Passage shown
### Business Analytics Group Assignment - Predicting Airbnb Listing Prices in Melbourne__ {-}

--- 

**Kaggle Competition Ends:** Friday, 2 June 2023 @ 3:00pm (Week 13)  
**Assignment Due Date on iLearn:** Friday, 2 June 2023 @ 11.59pm (Week 13)   

**Overview:**   

- In the group assignment you will form a team of 3 students and participate in a forecasting competition on Kaggle
- The goal is to predict listed prices of Airbnb properties in Melbourne based on various Airbnb characteristics and regression models
- Assessment Summary:  
    - Write a problem statement and perform Exploratory Data Analysis  
    - Clean up data, deal with categorical features and missing observations, and create new explanatory variables (feature engineering)  
    - Construct and tune forecasting models, produce forecasts and submit your predictions to Kaggle  
    - Each member of the team will record a video presentation of their work  
    - Marks will be awarded producing a prediction in the top 5 positions of their unit as well as for reaching the highest ranking on Kaggle amongst all teams.

**Instructions:** 

- Form a team of 3 students (minimum 2 students)  
- Each team member needs to join [https://www.kaggle.com](https://www.kaggle.com/)  
- Choose a team leader and form a team in the competition [https://www.kaggle.com/t/a154f28787174b628a2b7eaa238a5c12](https://www.kaggle.com/t/a154f28787174b628a2b7eaa238a5c12)

Written task 1
Copy the rows exactly, starting with the line that contains "Confirm that each instance of the white" and going on through the line that contains "pixel 262 46".
Written task 2
Proceed with the Airbnb price prediction assignment description, carrying it on from its last line.

(Photo object pointing rows)
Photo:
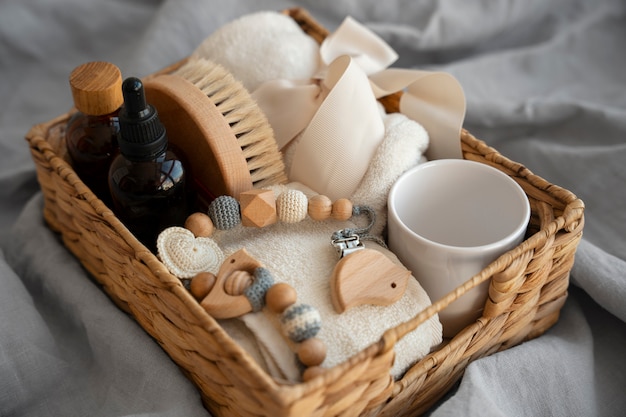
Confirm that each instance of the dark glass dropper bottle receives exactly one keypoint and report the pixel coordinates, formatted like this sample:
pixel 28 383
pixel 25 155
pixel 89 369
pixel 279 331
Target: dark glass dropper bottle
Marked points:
pixel 147 180
pixel 92 132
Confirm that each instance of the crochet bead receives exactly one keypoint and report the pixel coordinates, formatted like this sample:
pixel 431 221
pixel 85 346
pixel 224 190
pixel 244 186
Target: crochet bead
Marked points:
pixel 342 209
pixel 279 297
pixel 224 212
pixel 255 293
pixel 291 206
pixel 312 352
pixel 258 208
pixel 300 322
pixel 320 207
pixel 200 225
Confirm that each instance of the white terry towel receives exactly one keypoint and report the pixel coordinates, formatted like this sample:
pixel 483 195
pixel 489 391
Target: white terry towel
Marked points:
pixel 301 255
pixel 262 46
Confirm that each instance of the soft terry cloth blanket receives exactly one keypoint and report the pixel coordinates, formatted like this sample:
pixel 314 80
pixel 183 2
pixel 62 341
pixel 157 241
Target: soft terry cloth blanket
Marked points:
pixel 545 84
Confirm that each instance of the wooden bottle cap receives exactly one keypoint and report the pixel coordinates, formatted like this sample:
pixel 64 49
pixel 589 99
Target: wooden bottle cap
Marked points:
pixel 97 88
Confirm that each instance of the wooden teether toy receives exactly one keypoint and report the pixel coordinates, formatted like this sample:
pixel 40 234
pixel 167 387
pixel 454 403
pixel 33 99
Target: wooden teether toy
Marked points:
pixel 364 276
pixel 226 297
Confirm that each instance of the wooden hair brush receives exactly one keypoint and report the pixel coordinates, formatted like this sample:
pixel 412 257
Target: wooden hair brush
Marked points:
pixel 213 119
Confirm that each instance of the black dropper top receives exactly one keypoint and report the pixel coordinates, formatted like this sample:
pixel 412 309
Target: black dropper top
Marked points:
pixel 142 135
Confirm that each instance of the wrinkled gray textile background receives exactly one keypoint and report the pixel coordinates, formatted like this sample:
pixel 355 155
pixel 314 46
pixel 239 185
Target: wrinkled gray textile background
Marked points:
pixel 545 84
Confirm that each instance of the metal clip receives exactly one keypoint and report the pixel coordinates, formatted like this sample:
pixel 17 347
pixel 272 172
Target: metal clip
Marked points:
pixel 348 244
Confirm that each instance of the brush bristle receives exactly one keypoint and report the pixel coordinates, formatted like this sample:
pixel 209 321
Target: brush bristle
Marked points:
pixel 248 123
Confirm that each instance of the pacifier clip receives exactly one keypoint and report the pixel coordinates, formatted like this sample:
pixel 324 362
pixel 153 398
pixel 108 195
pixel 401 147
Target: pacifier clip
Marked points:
pixel 363 275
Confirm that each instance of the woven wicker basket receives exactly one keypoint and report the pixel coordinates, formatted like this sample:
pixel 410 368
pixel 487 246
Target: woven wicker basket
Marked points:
pixel 528 286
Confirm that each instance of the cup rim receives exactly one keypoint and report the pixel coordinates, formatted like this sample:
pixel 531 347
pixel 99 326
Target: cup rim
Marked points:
pixel 510 237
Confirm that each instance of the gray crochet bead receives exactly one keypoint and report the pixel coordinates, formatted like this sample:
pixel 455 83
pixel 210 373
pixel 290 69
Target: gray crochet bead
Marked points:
pixel 301 322
pixel 224 212
pixel 256 291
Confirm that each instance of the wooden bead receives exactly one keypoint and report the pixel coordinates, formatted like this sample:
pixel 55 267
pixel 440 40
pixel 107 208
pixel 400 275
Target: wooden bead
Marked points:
pixel 201 285
pixel 312 372
pixel 342 209
pixel 279 297
pixel 237 282
pixel 320 207
pixel 258 208
pixel 200 224
pixel 312 352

Right answer 1
Confirm that each instance of the white terry towel receives exactly one keypoint and report the pixel coordinates, formatted like this sample:
pixel 483 195
pixel 489 391
Target: white terry towel
Marked points:
pixel 301 255
pixel 262 46

Right answer 2
    - Team leader to click on `team` and join and invite other team members to join
    - Your **team's name must start** with your unit code, for instance you could have a team called BUSA8001_masterful_geniuses or BUSA3020_l33t 
- All team members should work on all the tasks listed below however   
    - Choose a team member who will be responsible for one of each of the 3 tasks listed below    
- Your predictions must be generated by a model you develop here 
    - You will receive a mark of zero if your code provided here does not produce the forecasts you submit to Kaggle

**Marks**: 

- Total Marks: 40
- Your individual mark will consist of:  
    - 50% x overall assignment mark + 45% x mark for the task that you are responsible for + 5% x mark received from your teammates for your effort in group work 

**Competition Marks:**  

- 1 mark: Ranking in the top 5 places of your unit on Kaggle (make sure you name your team as instructed above)   
- 2 marks: Reaching the first place in your unit (make sure you name your team as instructed above)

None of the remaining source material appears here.